Which of the lines below include the word "sandy"? Pull each one out.

Image-grounded pointing data
= Beginning of Section =

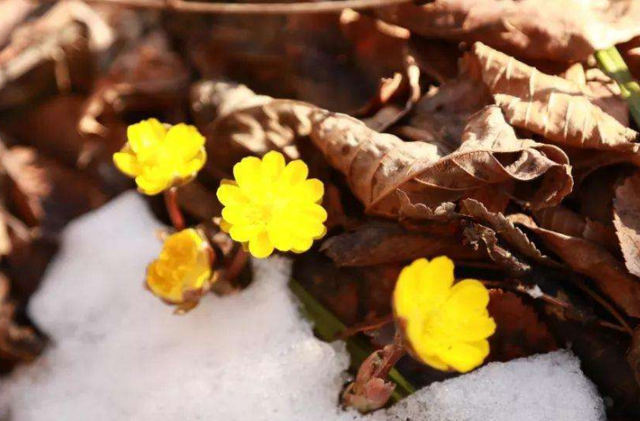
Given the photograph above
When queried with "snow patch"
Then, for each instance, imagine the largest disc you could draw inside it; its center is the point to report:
(119, 354)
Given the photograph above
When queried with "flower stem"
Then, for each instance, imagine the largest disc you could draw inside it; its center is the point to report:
(612, 63)
(171, 202)
(328, 327)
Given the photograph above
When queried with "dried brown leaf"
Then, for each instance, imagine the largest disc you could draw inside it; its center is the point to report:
(505, 229)
(46, 193)
(626, 218)
(381, 242)
(564, 30)
(250, 124)
(550, 106)
(147, 78)
(587, 258)
(520, 332)
(380, 166)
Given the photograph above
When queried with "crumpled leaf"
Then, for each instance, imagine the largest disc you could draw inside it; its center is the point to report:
(46, 193)
(634, 355)
(442, 113)
(485, 238)
(250, 124)
(520, 332)
(626, 218)
(148, 78)
(505, 229)
(563, 30)
(609, 274)
(563, 220)
(403, 88)
(550, 106)
(379, 166)
(56, 51)
(381, 242)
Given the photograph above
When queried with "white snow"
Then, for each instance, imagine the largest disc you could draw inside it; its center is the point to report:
(120, 354)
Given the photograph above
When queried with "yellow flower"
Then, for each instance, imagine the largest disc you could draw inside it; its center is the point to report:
(272, 206)
(160, 157)
(182, 272)
(445, 326)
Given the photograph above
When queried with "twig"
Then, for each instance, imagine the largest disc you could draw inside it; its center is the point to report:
(612, 63)
(171, 201)
(183, 6)
(328, 327)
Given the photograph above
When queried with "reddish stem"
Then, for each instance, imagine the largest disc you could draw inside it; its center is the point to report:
(171, 202)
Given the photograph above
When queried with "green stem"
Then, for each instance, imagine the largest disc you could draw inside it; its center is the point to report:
(612, 63)
(328, 327)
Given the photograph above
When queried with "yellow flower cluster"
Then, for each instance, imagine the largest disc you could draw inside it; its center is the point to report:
(445, 325)
(183, 270)
(161, 157)
(271, 205)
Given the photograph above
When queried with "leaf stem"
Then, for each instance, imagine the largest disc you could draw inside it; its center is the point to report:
(612, 63)
(328, 327)
(171, 202)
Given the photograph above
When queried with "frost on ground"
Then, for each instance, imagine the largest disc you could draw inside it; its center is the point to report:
(119, 354)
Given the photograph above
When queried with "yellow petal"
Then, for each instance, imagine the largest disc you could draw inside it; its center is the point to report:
(260, 246)
(294, 173)
(152, 186)
(272, 165)
(184, 141)
(247, 174)
(127, 163)
(145, 134)
(464, 357)
(312, 190)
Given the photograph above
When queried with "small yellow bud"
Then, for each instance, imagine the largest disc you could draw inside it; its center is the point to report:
(445, 325)
(182, 272)
(159, 156)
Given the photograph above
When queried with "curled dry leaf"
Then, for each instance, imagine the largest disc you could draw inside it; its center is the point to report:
(520, 332)
(58, 50)
(626, 218)
(149, 78)
(550, 106)
(506, 230)
(537, 29)
(565, 221)
(380, 167)
(442, 114)
(587, 258)
(46, 193)
(634, 355)
(403, 88)
(477, 235)
(250, 124)
(381, 242)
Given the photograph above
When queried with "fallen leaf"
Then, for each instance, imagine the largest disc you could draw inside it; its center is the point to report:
(609, 274)
(46, 193)
(550, 106)
(626, 218)
(505, 229)
(379, 166)
(563, 30)
(381, 242)
(520, 332)
(250, 124)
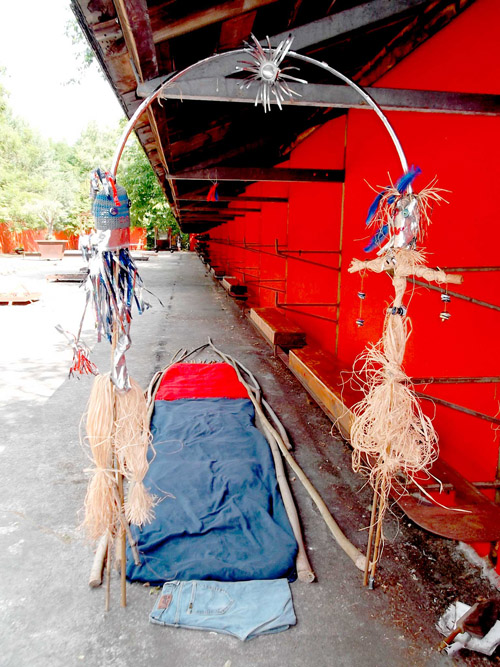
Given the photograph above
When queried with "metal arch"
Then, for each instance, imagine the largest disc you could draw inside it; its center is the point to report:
(175, 77)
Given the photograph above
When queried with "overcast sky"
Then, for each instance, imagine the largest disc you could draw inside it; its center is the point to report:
(39, 60)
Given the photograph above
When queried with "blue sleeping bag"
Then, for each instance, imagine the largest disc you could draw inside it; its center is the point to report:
(220, 514)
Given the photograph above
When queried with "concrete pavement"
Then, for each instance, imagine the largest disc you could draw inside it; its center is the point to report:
(48, 614)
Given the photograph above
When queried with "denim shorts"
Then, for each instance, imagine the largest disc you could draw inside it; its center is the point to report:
(244, 609)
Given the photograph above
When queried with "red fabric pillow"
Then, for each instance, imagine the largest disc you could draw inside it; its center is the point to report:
(200, 381)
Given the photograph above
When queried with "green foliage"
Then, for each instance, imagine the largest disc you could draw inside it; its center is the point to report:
(150, 207)
(45, 184)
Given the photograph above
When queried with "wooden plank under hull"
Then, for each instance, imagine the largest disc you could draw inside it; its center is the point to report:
(327, 380)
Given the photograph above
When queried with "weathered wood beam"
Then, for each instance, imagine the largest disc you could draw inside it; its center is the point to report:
(251, 174)
(224, 198)
(201, 19)
(217, 211)
(136, 26)
(346, 21)
(424, 25)
(334, 96)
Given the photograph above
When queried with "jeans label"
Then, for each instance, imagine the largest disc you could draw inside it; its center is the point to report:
(164, 602)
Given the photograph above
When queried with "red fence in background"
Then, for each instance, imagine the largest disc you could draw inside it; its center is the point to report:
(10, 240)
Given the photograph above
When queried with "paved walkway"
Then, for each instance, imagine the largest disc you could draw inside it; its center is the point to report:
(49, 616)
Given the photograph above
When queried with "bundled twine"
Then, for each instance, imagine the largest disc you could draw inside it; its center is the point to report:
(390, 433)
(391, 198)
(118, 434)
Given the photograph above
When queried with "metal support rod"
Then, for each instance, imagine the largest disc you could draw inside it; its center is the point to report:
(307, 305)
(470, 299)
(447, 486)
(465, 269)
(459, 408)
(457, 380)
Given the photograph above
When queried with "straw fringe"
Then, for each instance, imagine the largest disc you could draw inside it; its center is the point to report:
(119, 438)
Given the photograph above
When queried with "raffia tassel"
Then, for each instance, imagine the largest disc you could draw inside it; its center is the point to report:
(390, 433)
(101, 511)
(132, 441)
(139, 505)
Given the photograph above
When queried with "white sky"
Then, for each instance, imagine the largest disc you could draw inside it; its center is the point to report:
(39, 59)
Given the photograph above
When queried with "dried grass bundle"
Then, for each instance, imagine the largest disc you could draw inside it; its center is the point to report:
(389, 202)
(118, 435)
(101, 510)
(390, 433)
(132, 441)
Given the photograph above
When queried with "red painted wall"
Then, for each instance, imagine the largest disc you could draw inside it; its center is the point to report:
(463, 152)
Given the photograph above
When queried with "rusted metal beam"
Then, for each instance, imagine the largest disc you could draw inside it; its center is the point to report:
(428, 21)
(457, 380)
(221, 89)
(217, 211)
(226, 198)
(470, 299)
(470, 269)
(347, 21)
(136, 26)
(235, 31)
(205, 17)
(252, 174)
(458, 408)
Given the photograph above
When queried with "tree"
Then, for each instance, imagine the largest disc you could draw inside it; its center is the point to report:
(150, 207)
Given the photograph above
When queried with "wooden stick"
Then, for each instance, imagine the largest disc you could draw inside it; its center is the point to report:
(123, 547)
(354, 554)
(370, 534)
(95, 578)
(108, 577)
(378, 535)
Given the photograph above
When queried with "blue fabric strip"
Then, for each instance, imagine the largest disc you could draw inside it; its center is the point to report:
(224, 518)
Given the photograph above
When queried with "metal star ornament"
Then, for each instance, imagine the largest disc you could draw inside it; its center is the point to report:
(265, 69)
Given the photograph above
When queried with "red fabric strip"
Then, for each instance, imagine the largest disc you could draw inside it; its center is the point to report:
(200, 381)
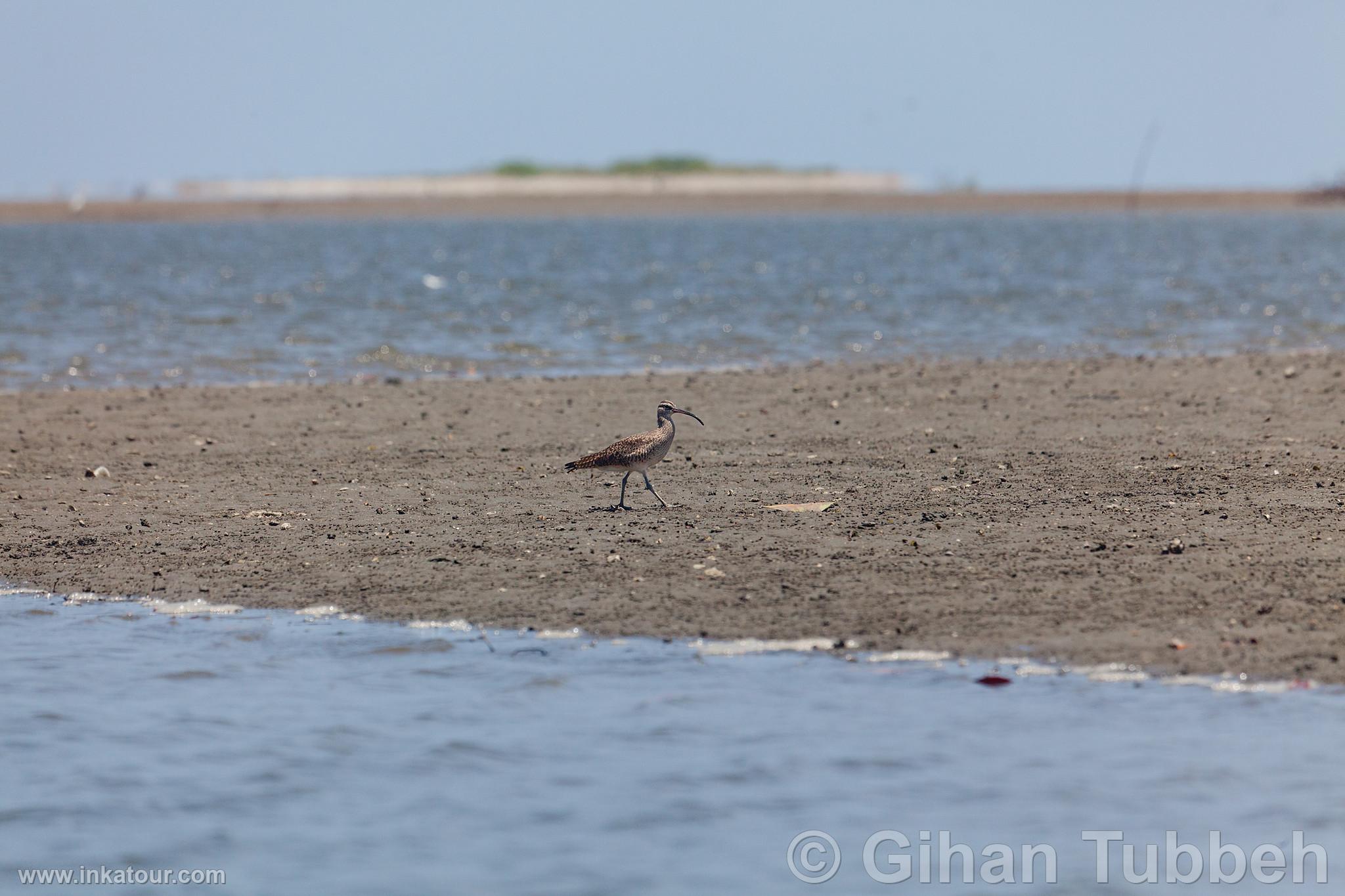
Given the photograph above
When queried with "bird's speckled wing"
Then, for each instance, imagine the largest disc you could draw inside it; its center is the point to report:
(632, 449)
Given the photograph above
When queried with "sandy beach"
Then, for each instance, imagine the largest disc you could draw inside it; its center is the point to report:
(1183, 515)
(716, 203)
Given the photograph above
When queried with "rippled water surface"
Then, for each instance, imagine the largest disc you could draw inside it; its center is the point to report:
(332, 300)
(337, 757)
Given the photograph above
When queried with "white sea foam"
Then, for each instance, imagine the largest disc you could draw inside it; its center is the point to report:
(190, 608)
(452, 625)
(757, 645)
(562, 633)
(910, 656)
(319, 610)
(35, 593)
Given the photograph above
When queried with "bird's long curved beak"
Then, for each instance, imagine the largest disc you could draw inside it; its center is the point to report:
(677, 410)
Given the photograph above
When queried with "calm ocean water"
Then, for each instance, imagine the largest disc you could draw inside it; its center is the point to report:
(340, 757)
(335, 757)
(106, 304)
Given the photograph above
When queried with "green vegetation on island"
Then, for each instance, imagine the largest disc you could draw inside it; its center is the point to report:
(649, 165)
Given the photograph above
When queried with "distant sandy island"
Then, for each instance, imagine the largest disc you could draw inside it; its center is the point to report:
(651, 203)
(1185, 515)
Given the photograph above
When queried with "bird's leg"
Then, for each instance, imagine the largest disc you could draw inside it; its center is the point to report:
(621, 504)
(650, 486)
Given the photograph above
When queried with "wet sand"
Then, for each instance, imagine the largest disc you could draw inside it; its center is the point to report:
(667, 205)
(985, 508)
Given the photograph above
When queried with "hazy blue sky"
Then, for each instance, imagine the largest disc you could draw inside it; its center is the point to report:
(1013, 95)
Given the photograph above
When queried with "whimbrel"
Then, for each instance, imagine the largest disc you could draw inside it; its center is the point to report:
(636, 453)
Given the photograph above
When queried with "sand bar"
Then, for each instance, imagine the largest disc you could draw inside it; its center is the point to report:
(1184, 515)
(717, 203)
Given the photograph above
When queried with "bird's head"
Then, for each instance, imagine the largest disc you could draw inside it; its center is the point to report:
(669, 409)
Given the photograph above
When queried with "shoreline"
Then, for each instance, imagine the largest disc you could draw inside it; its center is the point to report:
(718, 203)
(989, 508)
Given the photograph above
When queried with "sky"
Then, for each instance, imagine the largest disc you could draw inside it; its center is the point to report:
(104, 97)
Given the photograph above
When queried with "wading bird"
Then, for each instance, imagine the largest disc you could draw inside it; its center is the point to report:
(636, 453)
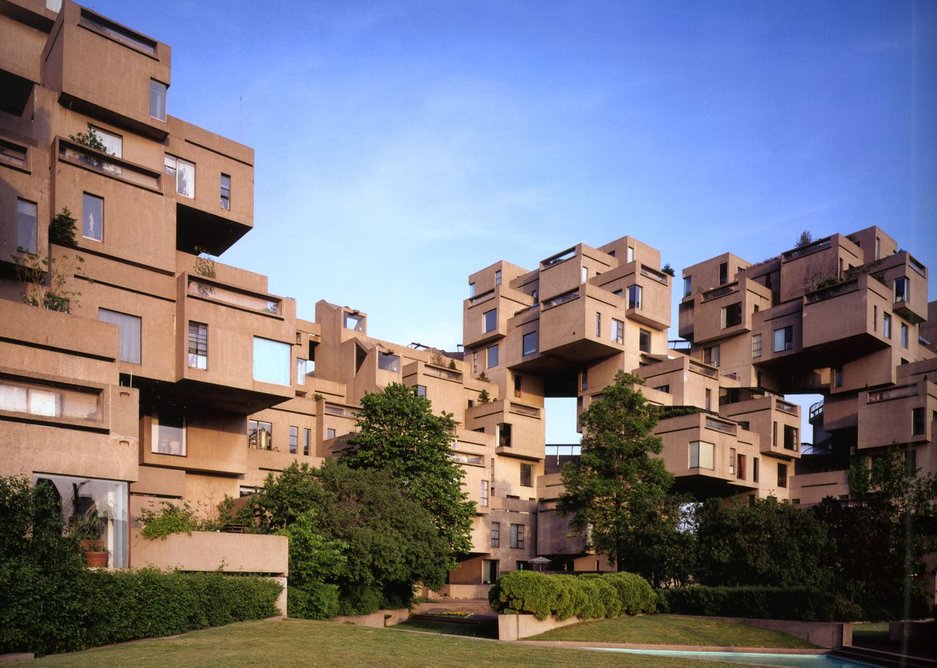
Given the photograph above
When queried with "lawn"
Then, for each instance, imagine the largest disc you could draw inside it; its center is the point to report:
(306, 643)
(674, 630)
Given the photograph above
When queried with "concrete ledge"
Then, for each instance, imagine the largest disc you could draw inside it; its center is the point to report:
(514, 627)
(376, 620)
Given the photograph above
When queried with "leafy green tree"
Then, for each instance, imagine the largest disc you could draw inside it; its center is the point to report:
(882, 536)
(748, 541)
(399, 433)
(617, 491)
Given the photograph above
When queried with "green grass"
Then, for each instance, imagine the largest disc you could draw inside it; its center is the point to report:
(307, 643)
(674, 630)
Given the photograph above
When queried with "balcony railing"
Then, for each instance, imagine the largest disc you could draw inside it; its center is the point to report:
(108, 165)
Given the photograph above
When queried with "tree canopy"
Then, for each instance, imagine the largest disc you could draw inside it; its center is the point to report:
(399, 433)
(617, 491)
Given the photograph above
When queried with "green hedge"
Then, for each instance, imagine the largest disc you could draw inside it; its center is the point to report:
(798, 603)
(565, 596)
(90, 608)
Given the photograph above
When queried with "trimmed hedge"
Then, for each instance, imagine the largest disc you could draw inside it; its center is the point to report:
(565, 596)
(102, 607)
(797, 603)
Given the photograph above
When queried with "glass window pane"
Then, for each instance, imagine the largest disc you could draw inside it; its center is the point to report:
(271, 361)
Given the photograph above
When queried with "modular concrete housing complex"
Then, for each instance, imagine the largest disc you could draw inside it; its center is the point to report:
(155, 372)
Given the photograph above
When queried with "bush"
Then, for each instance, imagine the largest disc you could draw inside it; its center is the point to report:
(798, 603)
(565, 596)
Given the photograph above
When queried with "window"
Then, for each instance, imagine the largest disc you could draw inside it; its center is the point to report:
(644, 341)
(27, 239)
(702, 455)
(490, 321)
(129, 328)
(732, 315)
(902, 289)
(388, 362)
(783, 338)
(113, 144)
(271, 361)
(183, 172)
(198, 345)
(917, 421)
(92, 217)
(157, 99)
(504, 435)
(634, 296)
(225, 192)
(517, 536)
(711, 355)
(259, 435)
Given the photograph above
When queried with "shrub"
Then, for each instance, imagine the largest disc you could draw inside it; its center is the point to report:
(564, 596)
(799, 603)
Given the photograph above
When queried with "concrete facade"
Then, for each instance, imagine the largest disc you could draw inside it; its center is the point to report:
(165, 374)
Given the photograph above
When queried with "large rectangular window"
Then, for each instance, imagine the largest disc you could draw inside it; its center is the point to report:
(130, 328)
(517, 536)
(489, 321)
(702, 455)
(271, 361)
(225, 192)
(183, 172)
(92, 217)
(634, 296)
(492, 356)
(27, 239)
(198, 345)
(157, 99)
(783, 339)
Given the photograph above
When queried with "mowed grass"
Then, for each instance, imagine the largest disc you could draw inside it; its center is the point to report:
(674, 630)
(307, 643)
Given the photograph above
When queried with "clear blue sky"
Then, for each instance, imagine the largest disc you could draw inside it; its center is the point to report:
(402, 145)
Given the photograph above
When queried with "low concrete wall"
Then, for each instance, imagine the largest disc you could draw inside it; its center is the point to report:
(376, 620)
(515, 627)
(831, 635)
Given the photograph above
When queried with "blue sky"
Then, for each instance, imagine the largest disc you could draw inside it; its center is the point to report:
(402, 145)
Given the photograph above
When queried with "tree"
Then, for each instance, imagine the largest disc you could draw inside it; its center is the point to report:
(748, 541)
(882, 536)
(617, 491)
(398, 433)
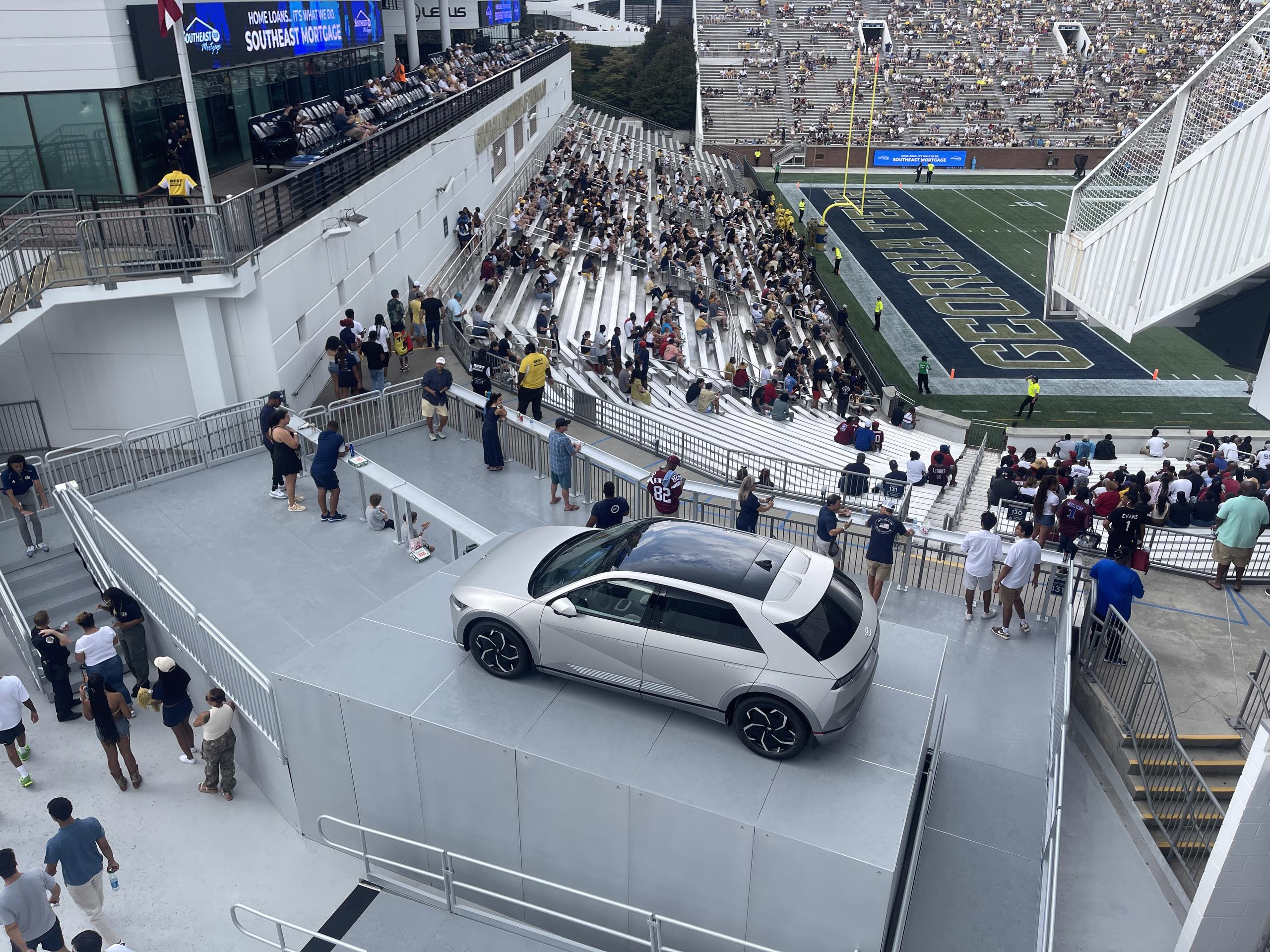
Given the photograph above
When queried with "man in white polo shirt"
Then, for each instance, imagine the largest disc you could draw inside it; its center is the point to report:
(96, 651)
(982, 550)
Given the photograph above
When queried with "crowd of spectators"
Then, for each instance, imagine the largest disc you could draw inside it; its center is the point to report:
(982, 74)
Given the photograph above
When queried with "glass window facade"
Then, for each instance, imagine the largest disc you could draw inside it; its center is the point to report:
(112, 141)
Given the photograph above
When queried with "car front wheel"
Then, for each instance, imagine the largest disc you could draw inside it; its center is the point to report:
(770, 726)
(500, 651)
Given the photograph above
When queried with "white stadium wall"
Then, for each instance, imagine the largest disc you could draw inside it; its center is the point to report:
(105, 362)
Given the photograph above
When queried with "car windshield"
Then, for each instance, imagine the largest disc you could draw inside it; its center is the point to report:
(828, 627)
(584, 556)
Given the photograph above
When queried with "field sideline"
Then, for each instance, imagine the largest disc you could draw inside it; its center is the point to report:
(1012, 224)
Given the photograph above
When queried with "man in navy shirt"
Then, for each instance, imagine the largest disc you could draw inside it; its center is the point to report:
(881, 555)
(272, 403)
(609, 511)
(1118, 587)
(19, 479)
(330, 448)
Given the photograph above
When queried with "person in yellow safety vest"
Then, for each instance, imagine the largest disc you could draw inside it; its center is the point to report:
(1029, 403)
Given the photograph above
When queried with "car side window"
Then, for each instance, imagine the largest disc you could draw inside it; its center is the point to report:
(616, 601)
(704, 619)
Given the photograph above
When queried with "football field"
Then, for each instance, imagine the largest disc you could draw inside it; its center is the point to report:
(1009, 218)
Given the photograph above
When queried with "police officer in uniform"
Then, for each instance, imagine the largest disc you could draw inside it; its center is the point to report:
(54, 649)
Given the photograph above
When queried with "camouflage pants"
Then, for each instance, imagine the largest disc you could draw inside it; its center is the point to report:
(219, 763)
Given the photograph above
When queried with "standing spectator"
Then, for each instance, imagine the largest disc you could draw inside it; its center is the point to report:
(1075, 516)
(1240, 522)
(218, 724)
(330, 448)
(435, 403)
(881, 555)
(610, 511)
(271, 403)
(1029, 403)
(131, 629)
(172, 688)
(750, 506)
(19, 479)
(80, 846)
(493, 446)
(110, 713)
(561, 452)
(286, 457)
(667, 486)
(827, 529)
(26, 904)
(55, 655)
(1118, 587)
(13, 731)
(432, 307)
(982, 550)
(96, 651)
(532, 379)
(1023, 558)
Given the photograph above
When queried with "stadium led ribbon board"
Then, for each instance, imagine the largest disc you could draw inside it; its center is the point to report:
(968, 309)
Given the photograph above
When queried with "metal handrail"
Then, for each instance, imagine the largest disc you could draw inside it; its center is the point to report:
(1136, 694)
(280, 924)
(451, 887)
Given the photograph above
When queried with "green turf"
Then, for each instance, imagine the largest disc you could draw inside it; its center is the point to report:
(1015, 234)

= End of Section =

Task solution:
When queried with "sandy beach"
When queried with "distant sandy island"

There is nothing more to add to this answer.